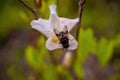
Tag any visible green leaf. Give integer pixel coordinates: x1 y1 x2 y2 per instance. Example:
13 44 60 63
43 64 58 80
25 37 47 70
96 38 114 67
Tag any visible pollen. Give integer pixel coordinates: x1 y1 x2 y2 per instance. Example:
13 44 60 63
51 36 59 43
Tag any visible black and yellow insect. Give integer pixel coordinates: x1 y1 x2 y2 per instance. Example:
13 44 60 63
54 26 69 48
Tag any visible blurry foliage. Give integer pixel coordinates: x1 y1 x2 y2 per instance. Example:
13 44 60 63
0 0 120 80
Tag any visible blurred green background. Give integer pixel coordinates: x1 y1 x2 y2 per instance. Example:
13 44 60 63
0 0 120 80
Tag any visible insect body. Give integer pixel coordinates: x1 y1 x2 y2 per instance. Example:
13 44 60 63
54 26 69 48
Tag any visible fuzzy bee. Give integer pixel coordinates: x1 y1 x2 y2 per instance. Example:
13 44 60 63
54 26 69 48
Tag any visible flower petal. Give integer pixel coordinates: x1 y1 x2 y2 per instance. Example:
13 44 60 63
59 18 79 32
49 5 63 31
46 38 62 50
68 34 78 50
31 18 54 38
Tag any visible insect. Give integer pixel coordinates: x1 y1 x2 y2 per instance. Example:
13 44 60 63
54 26 69 48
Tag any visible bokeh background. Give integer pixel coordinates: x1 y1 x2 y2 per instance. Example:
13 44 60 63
0 0 120 80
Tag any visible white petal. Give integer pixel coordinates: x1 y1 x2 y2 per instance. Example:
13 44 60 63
68 34 78 50
49 5 63 31
49 4 56 14
46 38 62 50
59 18 79 32
31 18 54 38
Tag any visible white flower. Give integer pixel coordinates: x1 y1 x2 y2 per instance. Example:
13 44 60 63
31 5 78 50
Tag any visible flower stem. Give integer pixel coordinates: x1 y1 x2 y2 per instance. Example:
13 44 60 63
76 0 86 40
19 0 39 20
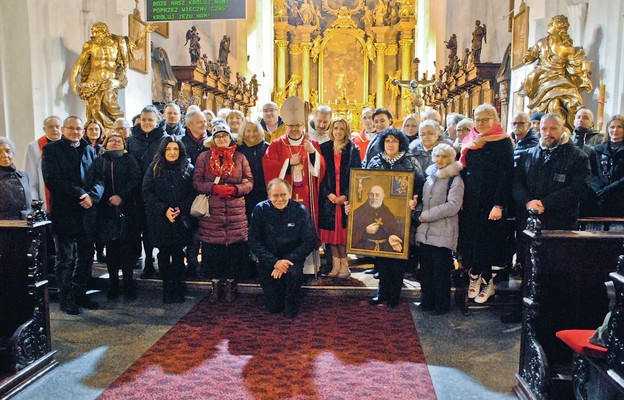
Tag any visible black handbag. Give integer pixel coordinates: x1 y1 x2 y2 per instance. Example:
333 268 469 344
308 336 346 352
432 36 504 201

----------------

▶ TASK BRIEF
Reproduce the data above in full, exactly as it is, with the pictures left out.

▶ OUTPUT FOR THIS TASK
Tag any visible green leaf. Give integer pixel coordinates: x1 y1 x2 y2 per instance. Example:
13 44 60 63
43 64 58 80
25 37 47 70
96 38 114 67
Tag any visible pollen. Give integer pixel coordinates: x1 y1 x2 y2 per instance. Example:
13 44 60 63
51 36 59 43
Tag any visible black and yellow insect. Give integer pixel coordinates: x1 y1 x2 y2 per instance. Example:
13 44 60 63
54 26 69 48
Tag any visible blurry foliage. Give integer pixel coordinates: x1 y1 x2 y2 per instance. Example:
13 44 60 63
0 0 120 80
Tag any visible blurred green background. Give integer pixel coordinates: x1 y1 x2 y2 per instance. Example:
13 44 60 63
0 0 120 80
Tag any visible insect body. Give integer pixel coordinates: x1 y1 x2 y2 per instance. Example:
13 44 60 63
54 26 69 48
Tag any visible fuzzy bee. Give integer pixel coordinates: x1 y1 x2 y2 per instance. Example:
13 44 60 63
54 26 69 48
Tag any visible flower petal. Give integer pixel coordinates: x1 y1 x2 y2 per instance. Example:
13 44 60 63
59 18 79 32
49 5 63 31
46 38 62 50
68 34 78 50
31 18 54 38
Tag any visible insect. Give integer pixel coordinates: x1 y1 x2 y2 per instance. Example:
13 44 60 63
54 26 69 48
Tag any visible bokeh background. Give integer pixel coordinates: x1 y1 x2 y2 per instance. Example:
13 44 60 63
0 0 120 80
Tag any visible white petal. Give integer pixel coordinates: x1 y1 x2 y2 per instance. Example:
13 44 60 63
68 34 78 50
49 5 63 31
49 4 56 14
46 38 62 50
59 18 79 32
31 18 54 38
Tag any visible white flower. Give integer pixel coordinates: x1 y1 x2 y2 per instance. Example:
13 44 60 63
31 5 78 50
Tag any visible flower stem. Give integer pixel coordinates: x1 y1 x2 y2 per instance. Example:
13 44 60 63
76 0 86 40
19 0 39 20
Tag any visible black handbag. Give integer pixel coordinates: x1 y1 x2 y2 per instance. Example:
333 268 469 344
308 336 346 352
432 36 504 201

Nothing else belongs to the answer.